» **INFORMATION**
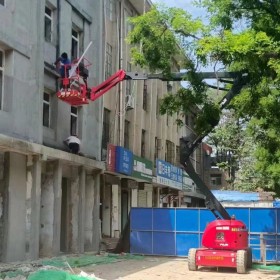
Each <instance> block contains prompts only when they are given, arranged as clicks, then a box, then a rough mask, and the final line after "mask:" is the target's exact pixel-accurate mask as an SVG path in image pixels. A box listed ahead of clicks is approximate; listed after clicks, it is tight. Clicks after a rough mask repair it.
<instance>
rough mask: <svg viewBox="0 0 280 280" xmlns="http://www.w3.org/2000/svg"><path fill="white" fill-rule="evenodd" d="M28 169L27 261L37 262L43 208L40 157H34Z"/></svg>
mask: <svg viewBox="0 0 280 280" xmlns="http://www.w3.org/2000/svg"><path fill="white" fill-rule="evenodd" d="M27 163H28V169H29V170H30V173H31V179H32V181H31V193H30V207H31V212H30V230H29V233H30V239H29V240H28V241H29V243H28V244H29V253H28V254H27V259H31V260H35V259H38V258H39V233H40V208H41V162H40V160H39V157H36V156H34V157H32V158H31V161H28V162H27Z"/></svg>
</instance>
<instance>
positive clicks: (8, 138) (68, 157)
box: [0, 134, 105, 171]
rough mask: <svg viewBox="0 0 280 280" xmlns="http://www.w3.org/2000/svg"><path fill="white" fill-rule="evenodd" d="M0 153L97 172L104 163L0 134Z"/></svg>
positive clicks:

» **EXERCISE PROMPT**
Without including any pictures, output all the entries above exactly.

» **OUTPUT BELOW**
Each <instance> block contains prompts only when they are given, arranged as clicks, then a box, then a rough mask, and the final line after "mask:" is the target's exact pixel-accurate mask as an SVG path in image pixels. A box listed ahead of clicks is approximate; listed after clicks, it is tight. Clicks after a rough mask repair it.
<instance>
rough mask: <svg viewBox="0 0 280 280" xmlns="http://www.w3.org/2000/svg"><path fill="white" fill-rule="evenodd" d="M28 169L27 261L37 262L43 208L40 157H34Z"/></svg>
mask: <svg viewBox="0 0 280 280" xmlns="http://www.w3.org/2000/svg"><path fill="white" fill-rule="evenodd" d="M27 163H28V169H29V170H30V173H31V179H32V181H31V193H30V207H31V212H30V230H29V233H30V239H29V240H28V241H29V243H28V244H29V253H28V254H27V259H31V260H35V259H38V258H39V233H40V208H41V162H40V160H39V157H36V156H34V157H32V158H31V161H28V162H27Z"/></svg>
</instance>
<instance>
positive clicks: (8, 138) (68, 157)
box: [0, 134, 105, 171]
rough mask: <svg viewBox="0 0 280 280" xmlns="http://www.w3.org/2000/svg"><path fill="white" fill-rule="evenodd" d="M0 153L97 172L104 163L0 134Z"/></svg>
positive clicks:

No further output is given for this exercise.